### [Document section]
Start of Block

The technology requires a connection to a server-side application, which categorizes documents based on the Web page’s text and metadata entered by Web developers.
On the client side, WebMap is a free browser plug-in for Microsoft Internet Explorer, which connects to the WebMap server and displays pages as icons on a map. The map is divided into oddly shaped, interconnecting regions, like territories on a chart. To look more closely at a region, you click to zoom in, which displays more sites from that region and then individual pages.
“The technology allows you to take in a lot of information without reading,” and the irregular shapes help you remember, says Michael Iron, WebMap’s CEO.
The regions include Reference, Arts, Computers, Sports, News and Society. This common taxonomy is the same one used by the Open Directory Project, a Yahoo-like directory created by Web surfers.
Each region contains icons. A legend in the browsing window shows icons that represent a standard Web page, a very popular page or one of your Internet Explorer Favorites.
The icons and regions are superimposed over a Web topography. Concentric colored shapes represent traffic patterns. Higher traffic areas appear in warmer colors-yellows, oranges and reds. Lower traffic areas are displayed as greens and blues. Zooming into a region presents a more detailed view of the traffic patterns within that region.

End of Block

### [Extracted information]
Start of Block

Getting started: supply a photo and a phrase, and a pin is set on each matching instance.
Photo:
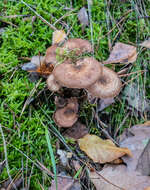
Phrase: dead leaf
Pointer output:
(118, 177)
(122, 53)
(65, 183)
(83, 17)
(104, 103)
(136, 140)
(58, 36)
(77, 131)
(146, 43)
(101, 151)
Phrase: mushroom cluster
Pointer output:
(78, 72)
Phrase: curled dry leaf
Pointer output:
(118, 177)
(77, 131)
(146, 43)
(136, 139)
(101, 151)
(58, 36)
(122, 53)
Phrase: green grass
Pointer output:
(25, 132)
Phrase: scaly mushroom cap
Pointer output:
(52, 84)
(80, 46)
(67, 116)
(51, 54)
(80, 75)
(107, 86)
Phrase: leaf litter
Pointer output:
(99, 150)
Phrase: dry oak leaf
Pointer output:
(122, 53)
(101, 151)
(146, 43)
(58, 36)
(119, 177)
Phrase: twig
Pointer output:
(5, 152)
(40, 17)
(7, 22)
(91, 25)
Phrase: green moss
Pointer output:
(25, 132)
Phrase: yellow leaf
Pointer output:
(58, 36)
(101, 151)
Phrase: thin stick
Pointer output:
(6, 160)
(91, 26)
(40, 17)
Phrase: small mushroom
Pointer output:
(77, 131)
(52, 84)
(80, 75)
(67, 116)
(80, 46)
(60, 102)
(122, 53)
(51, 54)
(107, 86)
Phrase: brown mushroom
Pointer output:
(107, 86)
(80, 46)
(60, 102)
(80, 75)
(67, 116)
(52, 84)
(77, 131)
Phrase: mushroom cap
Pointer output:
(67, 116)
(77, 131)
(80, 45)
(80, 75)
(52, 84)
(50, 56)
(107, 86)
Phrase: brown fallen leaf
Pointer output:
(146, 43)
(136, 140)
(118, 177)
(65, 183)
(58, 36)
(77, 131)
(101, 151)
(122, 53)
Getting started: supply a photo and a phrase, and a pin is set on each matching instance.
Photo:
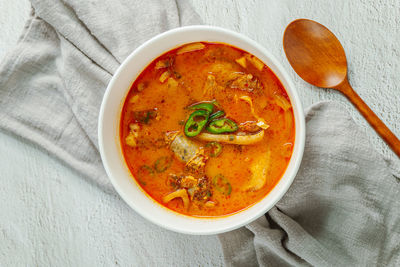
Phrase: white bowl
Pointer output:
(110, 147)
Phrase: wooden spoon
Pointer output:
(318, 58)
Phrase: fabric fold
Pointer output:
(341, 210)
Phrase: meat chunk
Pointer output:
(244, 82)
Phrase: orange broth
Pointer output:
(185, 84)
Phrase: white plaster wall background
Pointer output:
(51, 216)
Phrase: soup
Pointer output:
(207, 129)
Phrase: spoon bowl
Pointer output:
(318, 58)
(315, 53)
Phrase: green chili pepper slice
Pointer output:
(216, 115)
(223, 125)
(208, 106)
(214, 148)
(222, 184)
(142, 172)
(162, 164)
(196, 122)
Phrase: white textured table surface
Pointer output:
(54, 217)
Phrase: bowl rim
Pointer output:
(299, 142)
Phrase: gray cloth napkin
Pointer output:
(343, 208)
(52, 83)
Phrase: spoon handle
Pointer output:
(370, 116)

End of Block
Start of Block

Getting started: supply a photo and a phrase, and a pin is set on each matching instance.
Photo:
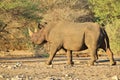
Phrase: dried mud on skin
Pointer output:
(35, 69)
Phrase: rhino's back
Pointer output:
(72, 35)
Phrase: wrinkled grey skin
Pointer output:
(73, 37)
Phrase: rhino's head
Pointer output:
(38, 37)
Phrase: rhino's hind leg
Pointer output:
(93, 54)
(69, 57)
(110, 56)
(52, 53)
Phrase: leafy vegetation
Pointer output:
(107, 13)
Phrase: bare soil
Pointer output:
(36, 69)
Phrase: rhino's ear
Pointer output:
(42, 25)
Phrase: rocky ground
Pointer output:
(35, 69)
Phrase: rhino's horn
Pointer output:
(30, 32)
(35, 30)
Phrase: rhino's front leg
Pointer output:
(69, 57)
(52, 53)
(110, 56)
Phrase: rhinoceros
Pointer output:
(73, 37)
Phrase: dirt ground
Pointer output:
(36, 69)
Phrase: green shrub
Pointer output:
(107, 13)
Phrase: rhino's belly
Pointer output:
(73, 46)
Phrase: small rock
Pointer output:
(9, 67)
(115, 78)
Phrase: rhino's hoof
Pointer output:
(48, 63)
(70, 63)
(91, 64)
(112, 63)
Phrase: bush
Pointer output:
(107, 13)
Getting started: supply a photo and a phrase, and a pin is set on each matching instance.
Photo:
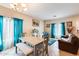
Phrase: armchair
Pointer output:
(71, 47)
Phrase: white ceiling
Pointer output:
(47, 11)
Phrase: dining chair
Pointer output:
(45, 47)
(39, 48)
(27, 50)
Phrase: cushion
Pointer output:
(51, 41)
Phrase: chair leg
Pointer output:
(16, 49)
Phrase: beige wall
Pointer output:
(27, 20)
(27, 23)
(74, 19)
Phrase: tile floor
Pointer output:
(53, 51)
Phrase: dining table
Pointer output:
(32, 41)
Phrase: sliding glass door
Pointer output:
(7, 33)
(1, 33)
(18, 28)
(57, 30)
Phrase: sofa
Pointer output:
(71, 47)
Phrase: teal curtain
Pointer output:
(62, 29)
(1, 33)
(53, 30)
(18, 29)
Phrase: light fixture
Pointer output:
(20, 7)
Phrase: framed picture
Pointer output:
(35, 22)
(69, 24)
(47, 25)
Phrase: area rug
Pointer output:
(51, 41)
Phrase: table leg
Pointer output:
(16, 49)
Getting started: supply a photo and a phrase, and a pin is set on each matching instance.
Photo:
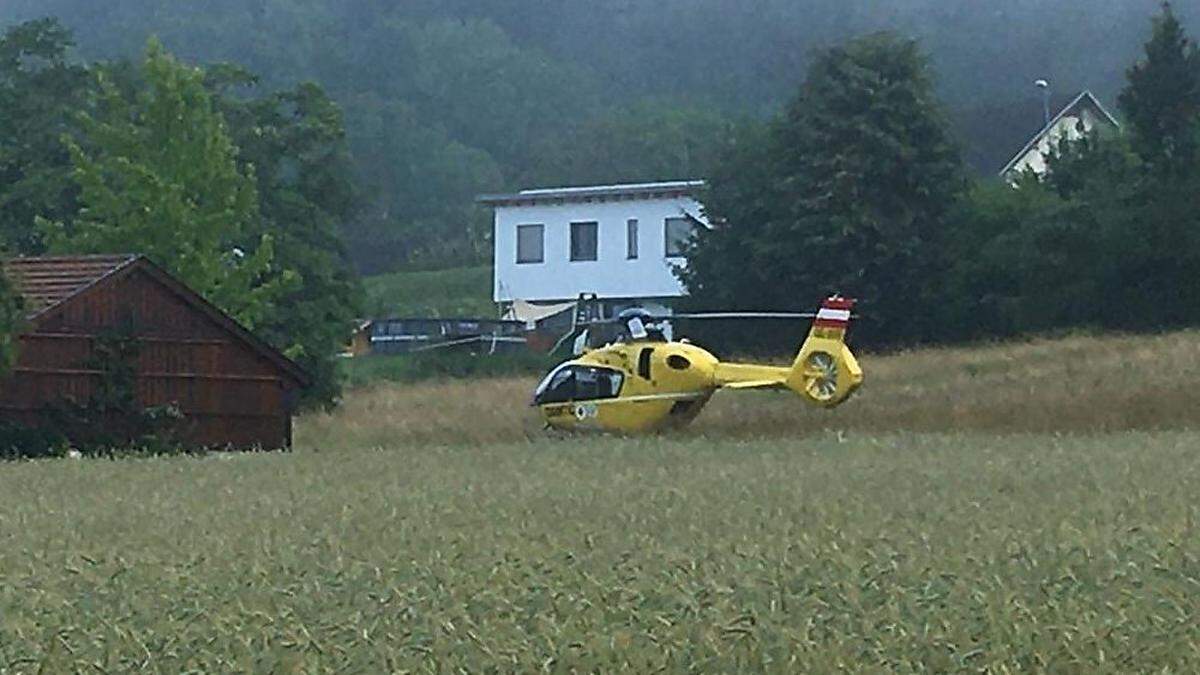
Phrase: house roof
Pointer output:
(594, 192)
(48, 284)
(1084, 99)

End of Block
Start of Block

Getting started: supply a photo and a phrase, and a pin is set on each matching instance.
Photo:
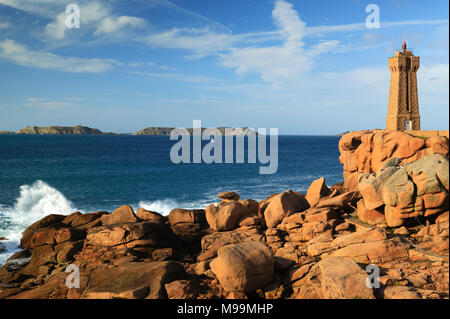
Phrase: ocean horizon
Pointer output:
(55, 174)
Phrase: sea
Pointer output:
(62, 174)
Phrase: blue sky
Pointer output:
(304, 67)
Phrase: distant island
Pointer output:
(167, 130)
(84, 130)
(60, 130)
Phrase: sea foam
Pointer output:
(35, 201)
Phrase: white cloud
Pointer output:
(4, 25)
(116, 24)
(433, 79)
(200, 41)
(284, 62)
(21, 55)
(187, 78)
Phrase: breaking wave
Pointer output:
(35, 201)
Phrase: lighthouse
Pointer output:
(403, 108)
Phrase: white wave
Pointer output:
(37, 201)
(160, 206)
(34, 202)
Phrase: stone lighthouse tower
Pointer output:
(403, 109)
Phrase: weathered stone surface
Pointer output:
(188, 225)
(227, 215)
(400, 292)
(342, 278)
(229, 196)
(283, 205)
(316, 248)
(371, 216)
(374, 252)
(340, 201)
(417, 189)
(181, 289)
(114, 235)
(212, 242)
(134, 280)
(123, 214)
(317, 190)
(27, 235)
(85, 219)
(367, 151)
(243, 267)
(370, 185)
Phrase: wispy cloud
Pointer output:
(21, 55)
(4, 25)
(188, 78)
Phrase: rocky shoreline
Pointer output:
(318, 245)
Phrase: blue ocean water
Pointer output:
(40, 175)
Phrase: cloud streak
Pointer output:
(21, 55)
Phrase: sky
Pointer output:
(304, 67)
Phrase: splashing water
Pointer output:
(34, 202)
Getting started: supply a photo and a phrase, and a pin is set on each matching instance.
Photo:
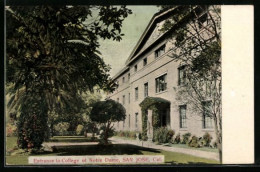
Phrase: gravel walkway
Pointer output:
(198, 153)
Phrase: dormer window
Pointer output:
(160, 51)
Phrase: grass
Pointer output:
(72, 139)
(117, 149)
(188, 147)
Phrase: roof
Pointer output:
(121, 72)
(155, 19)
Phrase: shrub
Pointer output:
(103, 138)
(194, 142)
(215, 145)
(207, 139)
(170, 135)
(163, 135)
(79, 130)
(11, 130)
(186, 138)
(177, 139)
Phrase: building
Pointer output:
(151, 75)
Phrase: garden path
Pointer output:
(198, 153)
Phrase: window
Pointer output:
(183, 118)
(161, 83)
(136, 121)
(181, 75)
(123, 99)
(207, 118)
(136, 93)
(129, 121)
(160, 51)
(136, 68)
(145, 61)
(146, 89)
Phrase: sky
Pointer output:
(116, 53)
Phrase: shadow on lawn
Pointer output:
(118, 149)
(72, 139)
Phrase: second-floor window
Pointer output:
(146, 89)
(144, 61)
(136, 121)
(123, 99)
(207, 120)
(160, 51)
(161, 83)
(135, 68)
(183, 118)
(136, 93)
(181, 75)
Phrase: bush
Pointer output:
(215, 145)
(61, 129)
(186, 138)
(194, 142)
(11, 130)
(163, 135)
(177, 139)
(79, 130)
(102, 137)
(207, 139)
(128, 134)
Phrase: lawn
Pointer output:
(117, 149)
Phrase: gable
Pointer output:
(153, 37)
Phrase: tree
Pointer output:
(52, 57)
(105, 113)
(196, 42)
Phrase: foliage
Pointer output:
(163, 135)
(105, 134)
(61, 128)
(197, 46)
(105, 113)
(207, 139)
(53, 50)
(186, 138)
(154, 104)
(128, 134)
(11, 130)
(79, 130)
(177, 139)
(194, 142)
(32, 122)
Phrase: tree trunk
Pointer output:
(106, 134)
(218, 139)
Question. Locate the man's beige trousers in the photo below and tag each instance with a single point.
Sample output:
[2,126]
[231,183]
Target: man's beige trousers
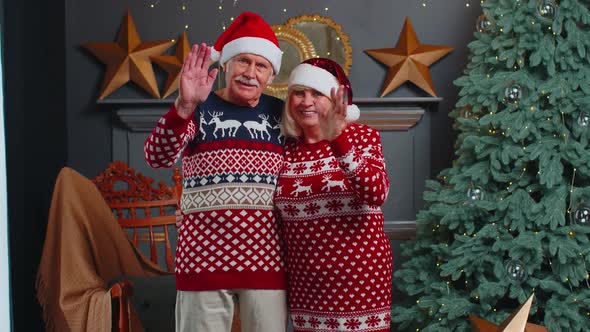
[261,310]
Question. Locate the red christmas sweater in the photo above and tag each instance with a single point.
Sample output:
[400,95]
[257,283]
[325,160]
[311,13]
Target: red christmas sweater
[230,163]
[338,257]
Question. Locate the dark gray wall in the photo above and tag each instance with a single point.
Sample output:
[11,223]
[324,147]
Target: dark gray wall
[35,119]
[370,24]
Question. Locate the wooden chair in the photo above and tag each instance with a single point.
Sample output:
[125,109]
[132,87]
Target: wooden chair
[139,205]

End of Block

### [Exercise requirements]
- a) Answer these from the WebMap text:
(i) Which browser is the WebMap plug-in made for?
(ii) What is Michael Iron's position?
(iii) Which colors show lower traffic areas?
- b) List every map region that the WebMap text names.
- c) Continue the WebMap text from where it stops.

### [Per-task outputs]
- a)
(i) Microsoft Internet Explorer
(ii) He is WebMap's CEO.
(iii) Greens and blues

- b) Reference, Arts, Computers, Sports, News, Society

- c)
“We use algorithms that look at each document [and establish a relationship] between two documents using keywords and metadata. The algorithm presents this information in a two-dimensional way,” Iron says. “We use a lot of things from fractal geometry, which provides a way to look at large information sets and see the patterns between many documents.”
You can run a text search of the Open Directory Project or Google from within WebMap. Instead of displaying returns in a long text list, results pop onto the map as hot spots. Click one, and the page launches in a new window.
WebMap packs related pages close together, which should streamline searches. And as you use WebMap over time, links that you use more often move to the top of a region and pages you use less often sink down.
Earlier this month the company disclosed plans to roll out WebMap for internal use by companies that need to access large amounts of data, in industries including travel, finance and pharmaceuticals. Iron says WebMap’s selling point is the ability to organize data visually both on the Web and, using XML, in corporate databases. A wireless client also is in the works.